Task
Reproduce the records below verbatim, line for line, omitting the pictures.

****************

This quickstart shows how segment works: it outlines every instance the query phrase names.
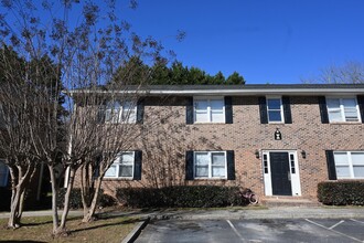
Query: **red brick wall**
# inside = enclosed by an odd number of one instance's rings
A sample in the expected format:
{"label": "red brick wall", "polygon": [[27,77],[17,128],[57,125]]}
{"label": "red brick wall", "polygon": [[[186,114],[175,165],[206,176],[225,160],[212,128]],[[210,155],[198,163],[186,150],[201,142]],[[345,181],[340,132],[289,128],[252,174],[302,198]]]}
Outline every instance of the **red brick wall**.
{"label": "red brick wall", "polygon": [[[143,136],[135,145],[143,152],[142,180],[105,179],[103,187],[113,193],[120,187],[237,184],[263,196],[261,158],[255,151],[297,150],[302,197],[315,198],[318,182],[328,180],[324,150],[364,150],[364,125],[321,124],[314,96],[295,96],[290,102],[292,124],[260,124],[258,97],[250,96],[233,97],[233,124],[186,125],[186,98],[148,98]],[[274,139],[276,128],[281,140]],[[186,150],[234,150],[236,180],[185,181]]]}

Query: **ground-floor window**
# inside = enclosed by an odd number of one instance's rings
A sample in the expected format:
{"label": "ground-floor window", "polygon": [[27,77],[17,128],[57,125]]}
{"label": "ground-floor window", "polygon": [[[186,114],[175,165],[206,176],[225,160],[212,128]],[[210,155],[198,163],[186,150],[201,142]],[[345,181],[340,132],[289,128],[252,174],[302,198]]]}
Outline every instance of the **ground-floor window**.
{"label": "ground-floor window", "polygon": [[195,178],[226,178],[225,151],[196,151],[194,152]]}
{"label": "ground-floor window", "polygon": [[364,151],[334,151],[338,179],[364,178]]}
{"label": "ground-floor window", "polygon": [[105,178],[141,179],[141,151],[121,152],[106,171]]}

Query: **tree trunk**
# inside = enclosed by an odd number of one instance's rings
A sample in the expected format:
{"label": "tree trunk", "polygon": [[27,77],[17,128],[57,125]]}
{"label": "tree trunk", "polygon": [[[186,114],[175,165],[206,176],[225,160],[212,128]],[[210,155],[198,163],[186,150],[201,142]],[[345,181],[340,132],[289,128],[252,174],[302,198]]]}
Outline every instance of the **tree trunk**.
{"label": "tree trunk", "polygon": [[73,182],[75,180],[75,173],[76,173],[75,168],[71,167],[69,179],[67,182],[67,191],[64,196],[64,208],[63,208],[62,220],[61,220],[61,224],[60,224],[60,229],[63,232],[65,232],[65,230],[66,230],[66,221],[67,221],[67,216],[68,216],[68,212],[69,212],[69,198],[71,198],[71,191],[73,189]]}
{"label": "tree trunk", "polygon": [[86,214],[84,213],[84,219],[82,220],[82,222],[84,222],[84,223],[92,222],[95,220],[95,211],[96,211],[96,207],[97,207],[98,200],[99,200],[99,191],[101,188],[101,181],[103,181],[101,177],[97,177],[96,183],[95,183],[93,201],[92,201],[90,205],[87,208],[87,211],[84,210],[84,212],[86,212]]}
{"label": "tree trunk", "polygon": [[9,216],[9,221],[8,221],[8,228],[10,229],[17,229],[20,228],[20,220],[21,220],[21,215],[19,214],[19,204],[20,204],[20,200],[21,200],[21,194],[23,191],[23,186],[22,184],[18,184],[17,189],[13,190],[13,192],[15,193],[14,197],[12,197],[12,201],[11,201],[11,205],[10,205],[10,216]]}
{"label": "tree trunk", "polygon": [[54,167],[53,165],[49,165],[50,177],[51,177],[51,184],[52,184],[52,219],[53,219],[53,234],[56,234],[57,228],[60,224],[58,219],[58,211],[57,211],[57,181],[54,175]]}
{"label": "tree trunk", "polygon": [[[18,169],[18,175],[14,171],[14,168]],[[24,205],[24,196],[26,191],[26,186],[29,186],[31,176],[34,175],[35,167],[28,166],[25,169],[25,173],[23,173],[23,168],[10,167],[10,176],[12,183],[12,194],[11,194],[11,203],[10,203],[10,216],[8,221],[8,228],[17,229],[20,228],[21,216],[23,213]],[[17,175],[17,176],[15,176]]]}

****************

Result of this task
This quickstart shows how segment works: it outlines every instance the query phrase names.
Query: **red brick wall**
# inside = enclosed by an odd number of one instance's rings
A sample in the expected format:
{"label": "red brick wall", "polygon": [[27,77],[17,128],[57,125]]}
{"label": "red brick wall", "polygon": [[[186,114],[175,165],[206,176],[225,160],[212,128]],[[210,155],[198,163],[186,150],[201,142]],[[345,181],[340,132],[289,128],[252,174],[302,198]]]}
Outline every instance of the **red brick wall**.
{"label": "red brick wall", "polygon": [[[143,136],[135,145],[143,152],[142,180],[105,179],[103,187],[113,193],[120,187],[237,184],[263,196],[261,158],[255,151],[297,150],[302,197],[315,198],[318,182],[328,180],[324,150],[364,150],[364,125],[321,124],[314,96],[295,96],[290,102],[292,124],[260,124],[258,97],[250,96],[233,97],[233,124],[186,125],[186,98],[148,98]],[[274,139],[276,128],[281,140]],[[186,150],[234,150],[236,180],[185,181]]]}

Query: **ground-floor window**
# inside = enclosed by an odd number of one instance's rings
A sample in the expected format:
{"label": "ground-floor window", "polygon": [[27,77],[17,128],[57,125]]}
{"label": "ground-floor window", "polygon": [[[186,114],[175,165],[206,176],[225,160],[212,128]],[[210,155],[198,163],[186,150],[201,142]],[[345,181],[340,132],[289,128],[252,174],[302,198]]]}
Outline every instance of the **ground-floor window**.
{"label": "ground-floor window", "polygon": [[195,178],[226,178],[225,151],[196,151],[194,152]]}
{"label": "ground-floor window", "polygon": [[364,151],[334,151],[338,179],[364,178]]}
{"label": "ground-floor window", "polygon": [[105,178],[141,179],[141,151],[121,152],[106,171]]}

Query: **tree trunk**
# inside = enclosed by an odd number of one instance's rings
A sample in the expected format:
{"label": "tree trunk", "polygon": [[27,77],[17,128],[57,125]]}
{"label": "tree trunk", "polygon": [[[186,114],[175,165],[206,176],[225,160],[212,128]],[[210,155],[198,163],[186,150],[201,142]],[[345,181],[340,132],[289,128],[252,174],[302,198]]]}
Outline every instance of the **tree trunk**.
{"label": "tree trunk", "polygon": [[73,182],[75,180],[75,173],[76,173],[75,168],[71,167],[69,179],[67,182],[67,191],[64,196],[64,208],[63,208],[62,220],[61,220],[61,224],[60,224],[60,229],[63,232],[65,232],[65,230],[66,230],[66,221],[67,221],[67,216],[68,216],[68,212],[69,212],[69,198],[71,198],[71,191],[73,189]]}
{"label": "tree trunk", "polygon": [[86,214],[84,213],[84,219],[82,220],[82,222],[84,222],[84,223],[92,222],[95,220],[95,211],[96,211],[96,207],[97,207],[98,200],[99,200],[99,191],[101,188],[101,181],[103,181],[101,177],[97,177],[96,183],[95,183],[93,201],[92,201],[90,205],[87,208],[87,211],[84,210],[84,212],[86,212]]}
{"label": "tree trunk", "polygon": [[9,216],[9,221],[8,221],[8,228],[10,229],[17,229],[20,228],[20,220],[21,220],[21,215],[19,214],[19,204],[20,204],[20,200],[21,200],[21,194],[23,191],[23,186],[22,184],[18,184],[17,189],[13,190],[13,192],[15,193],[14,197],[12,197],[12,201],[11,201],[11,205],[10,205],[10,216]]}
{"label": "tree trunk", "polygon": [[54,167],[53,165],[49,165],[50,177],[51,177],[51,184],[52,184],[52,219],[53,219],[53,234],[56,234],[57,228],[60,224],[58,219],[58,211],[57,211],[57,181],[54,175]]}
{"label": "tree trunk", "polygon": [[[18,169],[18,175],[14,171],[14,168]],[[24,205],[24,196],[26,191],[26,186],[29,186],[31,176],[34,175],[35,167],[28,166],[25,169],[25,173],[23,173],[23,168],[10,167],[10,176],[12,183],[12,194],[11,194],[11,203],[10,203],[10,216],[8,221],[8,228],[17,229],[20,228],[21,216],[23,213]],[[17,175],[17,176],[15,176]]]}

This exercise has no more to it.